## STUDY QUESTIONS
(a) What zero-shot balanced accuracy on real OCTA images does the OCTA summary below report?
(b) For each statement, answer yes or no based on the OCTA summary below, quoting the words that decide it. (i) SVR involves fine-tuning the Qwen3-VL-8B model. (ii) The method performs worse than supervised baselines. (iii) The released dataset is named OCTA-100K-SVR.
(c) Proceed with the OCTA summary below, starting after its last sentence.

## TEXT PROVIDED
🤖 AI Summary
Fine-grained pathological reasoning on optical coherence tomography angiography (OCTA) images is hindered by the scarcity of large-scale, high-fidelity image–text paired datasets annotated with precise pathological descriptions.
Method: We propose SVR, a controllable synthesis framework that jointly models vascular structure and pathological features to generate realistic OCTA images exhibiting diabetic retinopathy manifestations (e.g., capillary non-perfusion, microaneurysms) alongside corresponding fine-grained explanatory texts. SVR integrates generative modeling for vessel-texture synthesis and pathology overlay, multi-stage prompt-driven text generation, and fine-tuning of the Qwen3-VL-8B multimodal foundation model.
Contribution/Results: We release OCTA-100K-SVR—the first large-scale OCTA image–reasoning paired dataset. Evaluated on real OCTA images, our method achieves 89.67% zero-shot balanced accuracy, surpassing supervised baselines. Clinical assessment confirms significant improvements in diagnostic interpretability and lesion localization precision.

## EXCERPTED RECORDS

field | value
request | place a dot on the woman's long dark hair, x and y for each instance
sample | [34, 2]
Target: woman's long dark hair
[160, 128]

--

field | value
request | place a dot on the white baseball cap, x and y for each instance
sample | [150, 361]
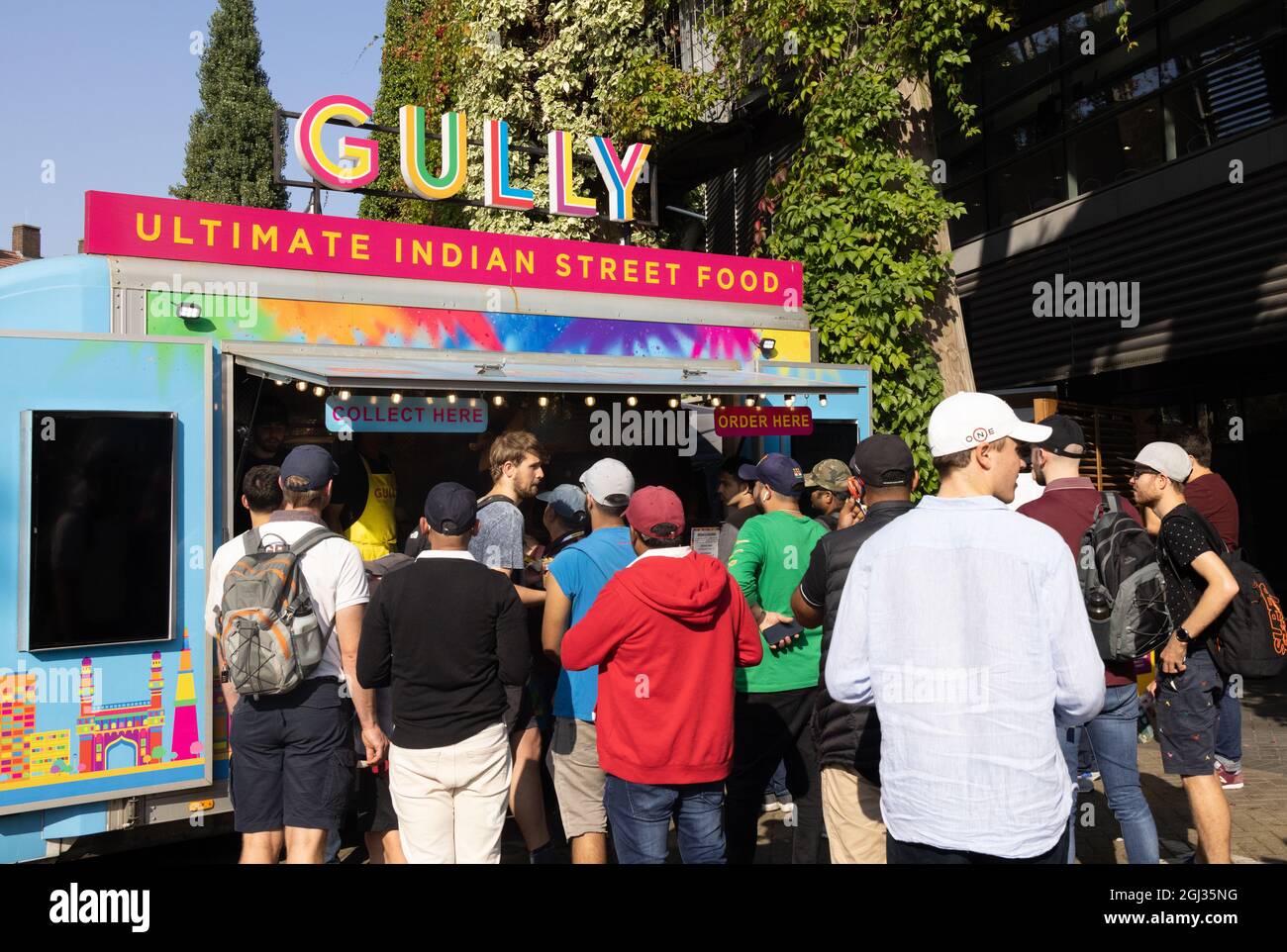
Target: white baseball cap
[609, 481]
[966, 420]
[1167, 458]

## WRITTEN ANSWERS
(a) 89.67%

(b)
(i) Yes: "fine-tuning of the Qwen3-VL-8B multimodal foundation model"
(ii) No: "surpassing supervised baselines"
(iii) Yes: "We release OCTA-100K-SVR"

(c)
📝 Abstract
Vision-Language Models (VLMs) offer a promising path toward interpretable medical diagnosis by allowing users to ask about clinical explanations alongside predictions and across different modalities. However, training VLMs for detailed reasoning requires large-scale image-text datasets. In many specialized domains, for example in reading Optical Coherence Tomography Angiography (OCTA) images, such precise text with grounded description of pathologies is scarce or even non-existent. To overcome this bottleneck, we introduce Synthetic Vasculature Reasoning (SVR), a framework that controllably synthesizes images and corresponding text, specifically: realistic retinal vasculature with Diabetic Retinopathy (DR) features: capillary dropout, microaneurysms, neovascularization, and tortuosity, while automatically generating granular reasoning texts. Based on this we curate OCTA-100K-SVR, an OCTA image-reasoning dataset with 100,000 pairs. Our experiments show that a general-purpose VLM (Qwen3-VL-8b) trained on the dataset achieves a zero-shot balanced classification accuracy of 89.67% on real OCTA images, outperforming supervised baselines. Through human expert evaluation we also demonstrate that it significantly enhances explanation quality and pathology localization on clinical data.